*SOAL LATIHAN*:
[1] Dalam kutipan tentang MC Jawa, kota mana saja yang disebut sebagai contoh tempat masyarakat Jawa merasa lebih bangga bila menggelar pernikahan anaknya dengan adat Jawa?
[2] Teruskan kutipan tentang MC Jawa, mulai setelah kalimat terakhirnya.

*KUTIPAN SUMBER*:
§
Pranata Adicara, MC Jawa

Walaupun perkembangan zaman semakin modern, ternyata kepatuhan masyarakat Jawa terhadap tata upacara penganten adat Jawa tidak tergusur. Bahkan ada kecenderungan bagi keturunan Jawa di kota-kota terdapat perasaan prestise semakin tinggi bila melaksanakan upacara perkawinan sesuai dengan adat Jawa.

Misalnya masyarakat Jawa yang ada di kota Yogyakarta, Surabaya, dan Jakarta, atau masyarakat Jawa di luar Jawa akan merasa lebih bangga apabila dapat melaksanakan upcara pernikahan putra-putrinya dengan adat Jawa.

Upacara adat Jawa tersebut memerlukan seorang pemandu acara agar pelaksanaan serangkaian acara berlangsung lancar dan jangkep (lengkap). Pemandu inilah yang sering disebut MC (master of ceremony) yang biasa diterjemahkan pembawa acara, pranatacara, pambiwara, dsb.

Tetapi berdasarkan pengalaman penulis, terjemahan tersebut kurang tepat. Kalau pembawa acara, pranatacara, pambiwara, cenderung hanya bertugas menyampaikan serangkaian urutan acara, sedangkan MC selain menyampaikan serangkaian urutan acara juga bertugas mengisi berbagai kekosongan segmen pada prosesi upacara sehingga suasana tampak hidup dan dinamis.

Oleh karena itu sehingga wajar kalau dia dikatakan masternya dalam upacara itu. Terjemahan yang lebih tepat, MC adalah pranata laksitaning adicara, pranata adicara karena ia bertugas membuat haru birunya suasana agar tidak tampak kosong dan lengang.

Pranata adicara hanyalah orang yang dipercaya sohibul hajat untuk merangkai serangkaian acara prosesi perkawinan adat Jawa. Sebagai orang “suruhan” selain bertugas mengharubirukan suasana, sambil menyelam minum air, tidak terasa bahwa pranata adicar telah berperan turut ambil bagian dalam pelesatrian bahasa, sastra, dan budaya Jawa.

A. KOTROVERSI PEMAKAIAN BAHASA

Ada tiga kubu yang masing-masing memiliki dasar yang kuat tentang pemakaian bahasa di dalam prosesi adat perkawinan Jawa.
§
*DATA*:

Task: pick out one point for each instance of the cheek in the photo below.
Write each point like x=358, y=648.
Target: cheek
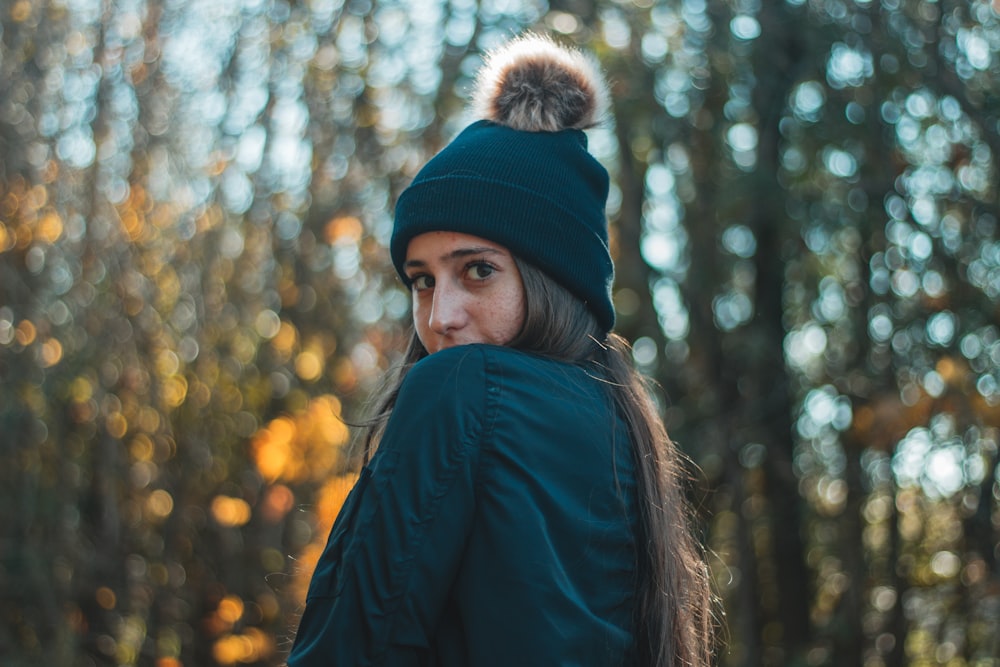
x=511, y=315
§
*JAWABAN*:
[1] Yogyakarta, Surabaya, dan Jakarta.

[2]
(1) Pendapat pertama berifat antagonis, kubu ini berpendapat bahwa pemakaian bahasa di dalam prosesi perkawinan adat Jawa (lengkap dari pemasangan bleketepe hingga resepsi pernikahan) tidak perlu menggunakan bahasa yang muluk-muluk yang akhirnya audien tidak mengerti maksudnya. Gunakan bahasa yang sederhana saja, yang penting prosesi berjalan lancar. Prinsip komunikasi adalah keterpahaman informasi antar- partisipan.

(2) Pendapat kedua bersifat kompromis, kubu ini berpendapat bahwa pemakaian bahasa yang indah di dalam prosesi perkawinan adat itu perlu. Itu akan menambah keindahan suasana. Walaupun tak tahu artinya? Ya, walaupun tidak tahu artinya. Tidak jarang orang berkata “Wah bahasa MC-nya bagus, indah dan enak didengar”. Tetapi apakah kamu tahu artinya. Jawabnya: “Tidak”.

(3) Pendapat ketiga lebih dinamis, kubu ini lebih moderat bahasa yang indah bagi pranata adicara sangat diperlukan, tetapi makna juga perlu diperhatikan.

Bahasa yang indah tidak harus penuh dengan bahasa kawi, tetapi terletak pada cara merangkai kata dan kalimat dalam suatu wacana. Bahasa yang indah itu perlu mengingat pada prosesi perkawinan adat semuanya penuh hiasan.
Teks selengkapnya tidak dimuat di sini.